(Source data)
_ _ _ _ _
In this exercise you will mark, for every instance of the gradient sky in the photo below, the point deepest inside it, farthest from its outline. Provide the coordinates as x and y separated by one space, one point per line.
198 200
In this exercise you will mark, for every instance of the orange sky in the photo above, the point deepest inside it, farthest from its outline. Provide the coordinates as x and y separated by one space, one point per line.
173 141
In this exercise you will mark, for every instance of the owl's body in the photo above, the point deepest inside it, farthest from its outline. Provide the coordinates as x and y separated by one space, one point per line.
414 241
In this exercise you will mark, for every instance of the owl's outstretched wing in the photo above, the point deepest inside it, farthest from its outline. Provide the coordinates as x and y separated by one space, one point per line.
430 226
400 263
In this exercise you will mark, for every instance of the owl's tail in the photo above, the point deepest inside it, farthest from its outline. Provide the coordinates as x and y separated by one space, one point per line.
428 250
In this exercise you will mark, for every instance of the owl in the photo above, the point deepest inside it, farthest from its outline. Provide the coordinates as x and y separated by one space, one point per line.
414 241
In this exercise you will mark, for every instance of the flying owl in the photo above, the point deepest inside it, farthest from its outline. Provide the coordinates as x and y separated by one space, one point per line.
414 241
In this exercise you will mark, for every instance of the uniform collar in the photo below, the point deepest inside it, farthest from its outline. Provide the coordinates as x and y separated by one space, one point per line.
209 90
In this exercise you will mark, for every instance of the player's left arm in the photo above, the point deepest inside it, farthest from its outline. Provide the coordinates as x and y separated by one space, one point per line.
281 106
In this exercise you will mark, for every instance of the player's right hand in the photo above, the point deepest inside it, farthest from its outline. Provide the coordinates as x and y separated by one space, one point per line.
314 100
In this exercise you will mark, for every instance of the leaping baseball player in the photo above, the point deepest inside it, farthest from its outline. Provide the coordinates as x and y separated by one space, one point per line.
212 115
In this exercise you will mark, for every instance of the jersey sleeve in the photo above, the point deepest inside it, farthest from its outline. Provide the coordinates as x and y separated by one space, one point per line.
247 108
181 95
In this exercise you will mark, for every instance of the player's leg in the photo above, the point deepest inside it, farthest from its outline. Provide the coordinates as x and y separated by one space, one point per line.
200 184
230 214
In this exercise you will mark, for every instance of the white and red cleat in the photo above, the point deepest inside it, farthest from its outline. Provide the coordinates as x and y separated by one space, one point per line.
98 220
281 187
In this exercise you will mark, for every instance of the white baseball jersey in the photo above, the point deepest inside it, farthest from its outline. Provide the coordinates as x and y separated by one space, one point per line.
_ _ _ _ _
What the task asks
Print the material above once more, exactly.

Task solution
In this exercise you will mark, for every instance of the gradient sky in the photo below, the point deepest inside it, farthest from its outline. Provide the coordinates as x and y separated by one space, one point per line.
198 200
In this exercise you will mark, for every instance of the orange sky in the photo above, the point deepest inside it, farthest from its outline. Provide the coordinates as x and y separated by one space, one point per line.
173 141
In this exercise you will mark, for every instance of the owl's body in the photo above, the point deepest inside it, farthest from its outline. Provide the coordinates as x and y separated by one space, one point per line.
414 241
In this exercise you will mark, for every instance of the owl's outstretched wing in the photo above, the point deepest inside it, farthest from its outline. Provide the coordinates as x and y separated by one space, one point per line.
430 226
400 263
In this exercise you will mark, for every instance of the owl's tail in the photo above, the point deepest inside it, farthest from its outline. Provide the coordinates as x and y separated by one space, one point per line.
428 250
In this exercise you will mark, for every instance of the owl in the photo above, the point deepest inside it, farthest from its outline. Provide the coordinates as x and y separated by one space, one point per line.
414 241
In this exercise you will mark, for every instance of the flying owl in the photo above, the point deepest inside it, farthest from its outline. Provide the coordinates as x and y separated by one space, one point per line.
414 241
In this exercise you will mark, for every instance of the uniform collar in the photo below, the point deepest inside it, farthest from its outline. Provide the coordinates as x and y separated by one space, one point per line.
209 90
In this exercise you will mark, for every instance of the player's left arm in the photo above, the point deepest inside it, farthest from its outline. Provide the coordinates as x and y separated by one space, one point per line.
281 106
In this exercise you will mark, for every instance of the player's right hand in the photo above, the point deepest inside it, farthest from its outline. Provide the coordinates as x and y separated by one space, one point per line.
314 100
In this exercise you will mark, for every instance of the leaping baseball player in the photo above, the point deepest inside it, farthest from its outline. Provide the coordinates as x and y separated by one space, one point per line.
212 115
In this exercise you will mark, for every instance of the jersey sleeve in the photo above, the point deepest inside it, farthest from its outline. Provide the coordinates as x and y separated by one space, one point per line.
247 108
181 95
In this exercise you will mark, for every instance of the player's leg in the photo above, the point deepest inside it, farthest from its outline. Provide the coordinates as x and y separated by one space, one point per line.
200 184
230 214
In this exercise you will mark, for every instance of the white and red cleat in the photo above, the point deepest inside it, farthest from its outline. Provide the coordinates as x and y separated by one space, one point per line.
98 220
281 187
In this exercise you will mark, for every instance of the white baseball jersey in the photo above, the point deepest inside it, farthest from its outline. Provide the coordinates as x and y separated by one space, one point per line.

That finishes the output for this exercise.